Negli Stati Uniti vige il contrario, non ci sono specifiche norme da rispettare durante la produzione, conta che l’alimento venga trattato e controllato una volta pronto per il consumo). Ciò però genera il forte rischio di ingerire, al momento del consumo di tali carni, particelle residue di tali componenti tossici.
Tale trattamento potrebbe anche provocare reazioni chimiche indesiderate con gli elementi già presenti sulla pelle dell’animale. Come se non bastasse, negli Stati Uniti non esiste nemmeno l’obbligo di indicare sull’etichetta dei prodotti la presenza di elementi ogm, mentre in Europa è categorico specificarne l’eventuale presenza nei singoli alimenti.
Non è un caso che l’ importazione di carne americana è da molti anni osteggiata in molte parti del mondo, nel continente asiatico in particolare. Questo è tutto quello che rischiamo di trovare un giorno nei nostri piatti, ormoni, ogm non dichiarati, residui di cloro e varechina.
Veleno. Morte. Questo è il TTIP, un affare per pochi, un pericolo enorme per tantissimi. Ma i rischi non sono limitati all’industria alimentare. Il TTIP riguarderà il libero scambio anche di altre merci, tra cui i cosmetici, e anche qui i pericoli per la salute sono notevoli.
Basti pensare che, mentre in Europa più di mille sostanze sono considerate cancerogene e non utilizzabili nell’industria cosmetica, negli Stati Uniti D’America invece ne sono riconosciute appena una decina. Non meno polemiche e preoccupazione suscita la clausola ISDS ( Investor State Dispute Settlement, ovvero Risoluzione delle Controversie tra Stati Investitori) stabilita da tale trattato, che consentirebbe alle imprese di ricorrere a un collegio arbitrale internazionale contro quegli Stati che volessero impedire il consumo dei loro prodotti, e non volessero rispettare tale trattato, o li dichiarassero non in regola con le loro normative.
Cio significa che, una volta approvato, nessuno stato potrà tirarsi indietro dall’accettare il libero accesso di tali prodotti, anche se nocivi, pena essere querelati e rischiare anche un pesantissimo risarcimento danni. Oltre il danno la beffa.

Righe elencate>
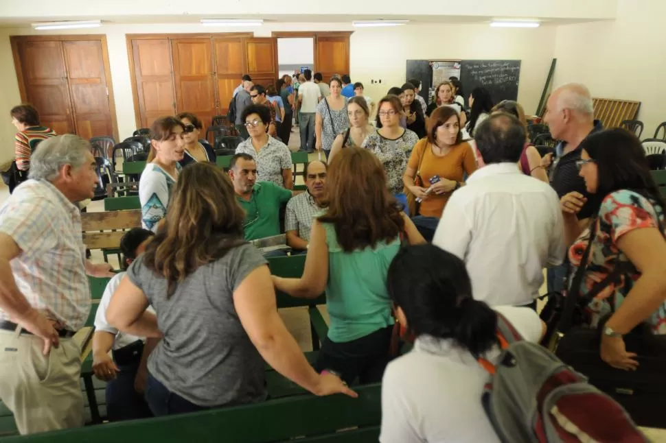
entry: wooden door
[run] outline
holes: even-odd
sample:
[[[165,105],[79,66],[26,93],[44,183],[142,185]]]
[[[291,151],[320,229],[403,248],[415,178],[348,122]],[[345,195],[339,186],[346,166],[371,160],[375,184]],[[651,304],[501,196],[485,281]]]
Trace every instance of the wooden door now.
[[[84,139],[113,134],[102,41],[62,43],[76,134]]]
[[[349,37],[317,36],[314,66],[321,73],[324,82],[329,82],[333,74],[349,73]]]
[[[264,88],[277,82],[277,39],[268,37],[245,39],[245,72],[252,82]]]
[[[58,134],[73,134],[62,43],[16,40],[21,98],[39,112],[40,123]]]
[[[177,38],[171,42],[176,109],[192,112],[203,124],[201,138],[217,115],[212,42],[209,38]]]
[[[176,114],[171,43],[166,37],[132,40],[139,124],[149,128],[156,119]]]
[[[233,90],[245,73],[245,51],[240,37],[214,37],[218,112],[226,115]],[[231,122],[233,124],[233,122]]]

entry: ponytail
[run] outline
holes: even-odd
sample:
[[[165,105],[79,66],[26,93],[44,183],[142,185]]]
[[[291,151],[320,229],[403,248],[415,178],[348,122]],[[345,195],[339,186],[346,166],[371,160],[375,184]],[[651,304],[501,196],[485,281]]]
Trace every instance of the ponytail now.
[[[456,308],[453,338],[474,355],[481,355],[497,344],[497,314],[483,302],[466,298]]]

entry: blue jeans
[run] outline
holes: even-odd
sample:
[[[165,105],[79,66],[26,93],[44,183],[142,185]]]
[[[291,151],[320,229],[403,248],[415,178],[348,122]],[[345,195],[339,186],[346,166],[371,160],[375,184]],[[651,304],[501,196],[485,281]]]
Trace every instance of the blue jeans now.
[[[419,230],[419,232],[426,239],[426,241],[431,243],[433,237],[435,237],[435,231],[439,224],[439,219],[436,217],[424,217],[423,215],[416,215],[412,217],[412,222]]]
[[[562,292],[564,290],[568,270],[569,263],[566,262],[546,270],[546,281],[549,292]]]
[[[301,150],[310,152],[314,147],[314,112],[301,112]]]
[[[118,365],[119,372],[106,384],[106,415],[110,422],[152,417],[150,409],[143,395],[134,389],[134,379],[139,370],[135,364]]]
[[[209,407],[195,405],[177,394],[174,394],[148,372],[146,382],[146,400],[156,417],[176,414],[205,411]]]

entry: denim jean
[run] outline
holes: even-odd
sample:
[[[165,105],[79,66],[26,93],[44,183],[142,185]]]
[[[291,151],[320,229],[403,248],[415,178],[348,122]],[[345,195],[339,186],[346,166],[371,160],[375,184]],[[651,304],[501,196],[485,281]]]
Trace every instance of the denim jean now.
[[[209,407],[195,405],[174,394],[148,372],[146,382],[146,400],[156,417],[205,411]]]
[[[437,230],[437,225],[439,224],[439,219],[436,217],[416,215],[412,217],[412,222],[414,222],[416,228],[419,230],[426,241],[432,242],[433,237],[435,237],[435,231]]]
[[[314,147],[314,112],[301,112],[299,129],[301,150],[312,152]]]
[[[106,415],[110,422],[152,417],[146,398],[134,389],[139,361],[118,365],[120,371],[106,384]]]

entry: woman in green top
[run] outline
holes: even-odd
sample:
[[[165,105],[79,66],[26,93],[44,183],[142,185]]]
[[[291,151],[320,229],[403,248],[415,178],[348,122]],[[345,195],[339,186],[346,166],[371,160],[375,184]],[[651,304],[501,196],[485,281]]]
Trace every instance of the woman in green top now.
[[[314,298],[326,291],[331,324],[314,364],[351,384],[379,382],[389,362],[393,324],[387,273],[400,248],[425,243],[389,192],[371,152],[341,149],[328,169],[328,206],[312,226],[303,276],[273,276],[287,294]]]

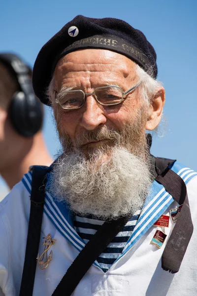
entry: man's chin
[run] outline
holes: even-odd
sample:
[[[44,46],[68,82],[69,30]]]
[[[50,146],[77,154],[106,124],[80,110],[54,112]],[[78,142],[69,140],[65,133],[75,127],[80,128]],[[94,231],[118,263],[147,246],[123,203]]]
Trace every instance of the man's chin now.
[[[111,155],[112,149],[115,145],[108,140],[102,140],[91,142],[81,147],[81,150],[85,157],[89,159],[94,158],[99,154],[100,157],[104,160]]]

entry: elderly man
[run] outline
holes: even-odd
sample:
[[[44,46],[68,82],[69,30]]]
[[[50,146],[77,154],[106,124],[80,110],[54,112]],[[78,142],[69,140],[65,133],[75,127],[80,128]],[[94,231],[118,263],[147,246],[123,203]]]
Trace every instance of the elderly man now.
[[[63,153],[1,203],[2,295],[196,295],[197,174],[150,153],[157,74],[120,20],[78,16],[41,49],[33,85]]]

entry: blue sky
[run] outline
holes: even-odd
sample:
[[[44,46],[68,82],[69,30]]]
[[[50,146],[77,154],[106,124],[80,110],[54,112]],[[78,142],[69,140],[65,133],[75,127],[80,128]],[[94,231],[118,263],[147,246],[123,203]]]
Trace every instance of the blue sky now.
[[[151,151],[197,170],[197,3],[192,0],[7,0],[0,10],[0,52],[16,53],[33,66],[44,44],[77,14],[128,22],[142,31],[154,47],[158,78],[166,91],[167,123],[154,135]],[[45,115],[44,137],[54,155],[60,145],[48,107]],[[3,189],[0,180],[0,185]]]

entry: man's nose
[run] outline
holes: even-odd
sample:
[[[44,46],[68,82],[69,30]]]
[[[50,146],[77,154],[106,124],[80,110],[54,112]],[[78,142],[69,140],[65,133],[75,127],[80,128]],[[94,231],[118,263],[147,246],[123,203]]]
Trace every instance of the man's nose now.
[[[96,101],[93,95],[89,95],[85,105],[82,107],[83,113],[80,125],[88,130],[93,130],[99,125],[104,124],[106,118],[103,109]]]

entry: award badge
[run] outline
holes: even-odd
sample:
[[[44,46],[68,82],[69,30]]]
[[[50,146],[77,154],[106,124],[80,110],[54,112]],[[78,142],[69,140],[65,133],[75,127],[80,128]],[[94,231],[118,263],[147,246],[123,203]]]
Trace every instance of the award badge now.
[[[160,249],[162,247],[166,236],[167,235],[162,230],[157,229],[150,243],[156,245],[157,247]]]
[[[51,246],[54,244],[55,241],[56,240],[54,238],[52,238],[50,233],[49,233],[46,237],[43,238],[45,239],[42,243],[42,245],[44,246],[44,252],[40,256],[39,256],[39,254],[38,254],[37,258],[37,262],[40,269],[46,268],[49,264],[49,262],[52,259],[53,251],[51,251],[49,256],[48,256],[47,252]]]
[[[176,222],[176,221],[177,221],[177,220],[178,219],[178,218],[180,215],[180,213],[181,212],[181,210],[182,209],[182,206],[183,206],[183,205],[181,205],[181,206],[179,206],[179,207],[175,207],[175,208],[173,208],[173,209],[171,209],[171,210],[169,210],[169,213],[170,214],[171,218],[172,219],[172,222],[173,223],[175,223]]]
[[[169,217],[165,215],[162,215],[161,217],[156,221],[153,226],[160,226],[160,227],[168,227]]]

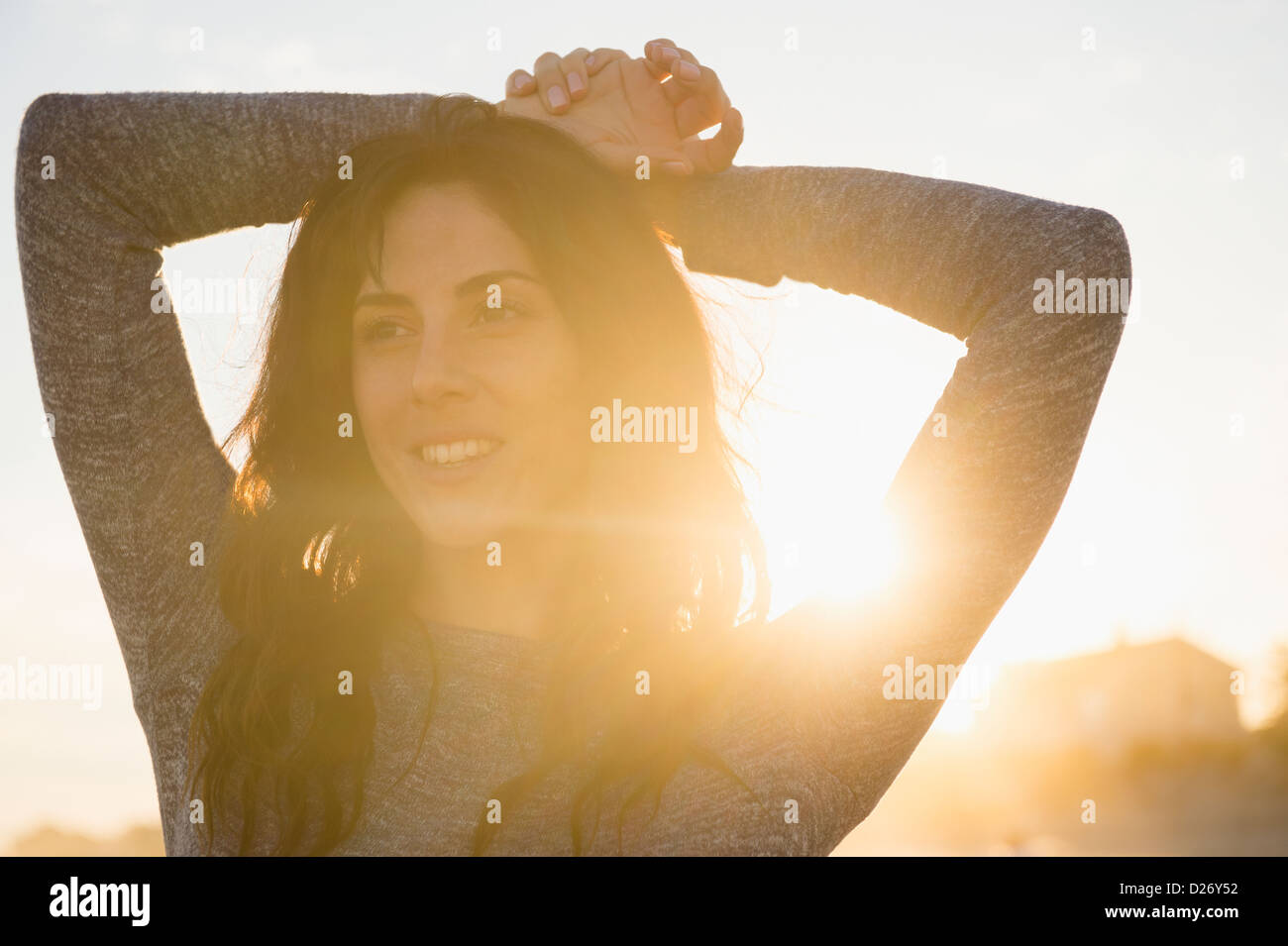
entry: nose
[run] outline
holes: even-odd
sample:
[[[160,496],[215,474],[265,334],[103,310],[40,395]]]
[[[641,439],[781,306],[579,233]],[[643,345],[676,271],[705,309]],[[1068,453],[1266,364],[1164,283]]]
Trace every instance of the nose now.
[[[411,378],[412,398],[424,404],[466,400],[473,389],[465,348],[446,326],[426,326]]]

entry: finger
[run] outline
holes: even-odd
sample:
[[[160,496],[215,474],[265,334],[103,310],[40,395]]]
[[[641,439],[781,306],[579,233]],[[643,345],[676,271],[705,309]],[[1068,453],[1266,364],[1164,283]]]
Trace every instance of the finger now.
[[[675,40],[659,37],[649,40],[644,44],[644,64],[648,67],[653,79],[657,79],[658,81],[671,75],[667,57],[663,54],[663,50],[666,49],[675,49]]]
[[[586,57],[586,72],[594,76],[601,68],[608,66],[608,63],[614,59],[629,59],[621,49],[609,49],[608,46],[600,46],[594,53]]]
[[[567,80],[563,75],[560,58],[554,53],[542,53],[532,66],[541,94],[541,104],[550,115],[563,115],[572,104]]]
[[[685,152],[671,148],[640,148],[638,144],[599,142],[591,145],[591,151],[613,170],[625,171],[632,176],[641,166],[641,157],[648,157],[649,178],[685,176],[693,174],[694,170],[693,161]]]
[[[698,138],[685,142],[684,153],[698,172],[716,174],[733,163],[742,139],[742,112],[730,107],[720,122],[720,130],[706,140]]]
[[[696,135],[723,121],[732,104],[715,71],[702,66],[699,73],[693,82],[676,77],[666,84],[675,86],[667,99],[675,107],[675,130],[681,138]]]
[[[688,49],[666,45],[662,40],[657,40],[656,45],[650,49],[650,55],[652,59],[645,60],[649,66],[649,72],[653,73],[654,79],[662,82],[662,93],[666,95],[666,100],[672,106],[679,106],[694,93],[708,91],[712,84],[715,84],[716,88],[720,85],[720,80],[716,79],[716,73],[699,63],[698,58]],[[666,76],[674,76],[680,81],[666,81]],[[706,85],[703,85],[703,80],[706,80]],[[715,125],[719,121],[719,116],[724,115],[725,108],[729,107],[728,102],[720,102],[717,104],[720,107],[712,111],[710,121],[699,127],[698,131],[703,127],[711,127]],[[690,134],[697,134],[697,131],[684,133],[683,136],[687,138]]]
[[[559,63],[559,68],[564,73],[564,86],[568,89],[568,97],[573,102],[586,98],[586,93],[590,89],[590,76],[586,72],[587,55],[590,55],[590,50],[585,46],[578,46]]]
[[[506,95],[531,95],[537,90],[537,82],[528,75],[527,70],[515,70],[505,80],[505,94]]]

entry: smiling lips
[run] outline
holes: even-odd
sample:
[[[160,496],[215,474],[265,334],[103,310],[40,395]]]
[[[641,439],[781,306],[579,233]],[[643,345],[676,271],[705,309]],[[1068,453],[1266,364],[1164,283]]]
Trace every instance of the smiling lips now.
[[[500,445],[500,440],[488,440],[487,438],[425,444],[420,448],[420,457],[430,466],[451,468],[486,457]]]

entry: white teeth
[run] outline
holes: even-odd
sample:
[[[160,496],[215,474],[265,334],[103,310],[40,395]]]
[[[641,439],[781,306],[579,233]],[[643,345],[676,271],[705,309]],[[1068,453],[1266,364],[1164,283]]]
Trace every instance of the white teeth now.
[[[453,440],[448,444],[426,444],[421,447],[421,458],[434,466],[461,466],[486,457],[501,444],[496,440]]]

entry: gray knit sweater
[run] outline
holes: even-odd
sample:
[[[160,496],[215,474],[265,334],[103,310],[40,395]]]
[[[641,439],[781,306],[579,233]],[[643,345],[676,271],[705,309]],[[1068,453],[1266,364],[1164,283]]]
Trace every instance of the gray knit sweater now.
[[[175,315],[152,311],[161,252],[292,220],[339,154],[413,125],[429,98],[44,95],[23,120],[15,216],[40,391],[147,734],[169,855],[198,851],[187,730],[236,632],[214,562],[189,564],[192,542],[216,547],[233,470]],[[882,669],[966,660],[1045,539],[1082,452],[1123,317],[1036,311],[1034,282],[1056,270],[1066,287],[1130,277],[1127,241],[1099,210],[866,169],[734,167],[676,187],[683,199],[659,223],[690,269],[766,286],[786,275],[966,341],[886,498],[907,552],[890,591],[855,609],[840,636],[835,614],[805,605],[747,638],[757,659],[702,721],[752,794],[687,765],[653,819],[639,806],[622,835],[627,855],[826,855],[872,811],[940,707],[886,699]],[[424,633],[438,645],[438,681]],[[367,803],[336,853],[468,853],[489,792],[536,758],[549,656],[540,641],[468,628],[394,635],[375,683]],[[420,736],[408,708],[430,686],[440,687],[430,734],[394,785]],[[569,853],[576,784],[556,774],[505,812],[489,853]],[[591,851],[616,853],[616,831],[600,830]]]

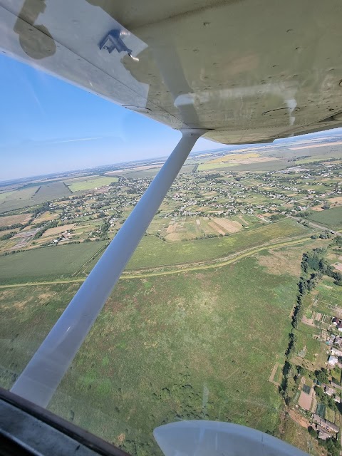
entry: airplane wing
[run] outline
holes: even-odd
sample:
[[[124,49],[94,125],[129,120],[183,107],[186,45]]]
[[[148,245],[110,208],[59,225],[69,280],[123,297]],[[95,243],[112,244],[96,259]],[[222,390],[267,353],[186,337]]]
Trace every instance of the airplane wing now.
[[[0,0],[2,52],[225,144],[342,125],[338,0]]]

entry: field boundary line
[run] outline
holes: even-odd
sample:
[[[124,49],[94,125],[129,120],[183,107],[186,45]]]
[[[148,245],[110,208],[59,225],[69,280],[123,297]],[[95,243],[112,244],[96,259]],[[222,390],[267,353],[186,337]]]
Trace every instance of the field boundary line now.
[[[276,249],[281,248],[287,246],[296,245],[296,244],[301,244],[306,241],[309,240],[309,237],[301,238],[299,239],[295,239],[294,241],[286,241],[284,242],[277,242],[276,244],[268,244],[259,246],[255,249],[249,249],[247,252],[242,252],[242,253],[236,253],[229,257],[229,259],[227,259],[220,263],[215,263],[214,264],[202,264],[200,266],[193,266],[190,267],[185,267],[183,269],[172,269],[171,271],[161,271],[158,272],[150,272],[150,273],[142,273],[142,274],[123,274],[120,278],[120,280],[125,280],[127,279],[144,279],[146,277],[154,277],[157,276],[166,276],[174,274],[182,274],[183,272],[191,272],[193,271],[201,271],[203,269],[212,269],[214,268],[222,267],[224,266],[227,266],[228,264],[232,264],[235,261],[237,261],[243,258],[246,258],[247,256],[252,256],[256,253],[259,253],[262,252],[263,250],[268,250],[269,249]],[[215,260],[217,261],[217,260]],[[6,289],[6,288],[16,288],[19,286],[34,286],[36,285],[51,285],[53,284],[72,284],[73,282],[83,282],[86,280],[86,278],[80,278],[80,279],[71,279],[67,280],[54,280],[54,281],[43,281],[41,282],[26,282],[22,284],[9,284],[7,285],[0,285],[0,289]]]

Cosa fare> Nel brano sul TTIP, quante sostanze cancerogene per l'industria cosmetica sono riconosciute negli Stati Uniti? Le righe non servono per questo lavoro.

La risposta> Appena una decina.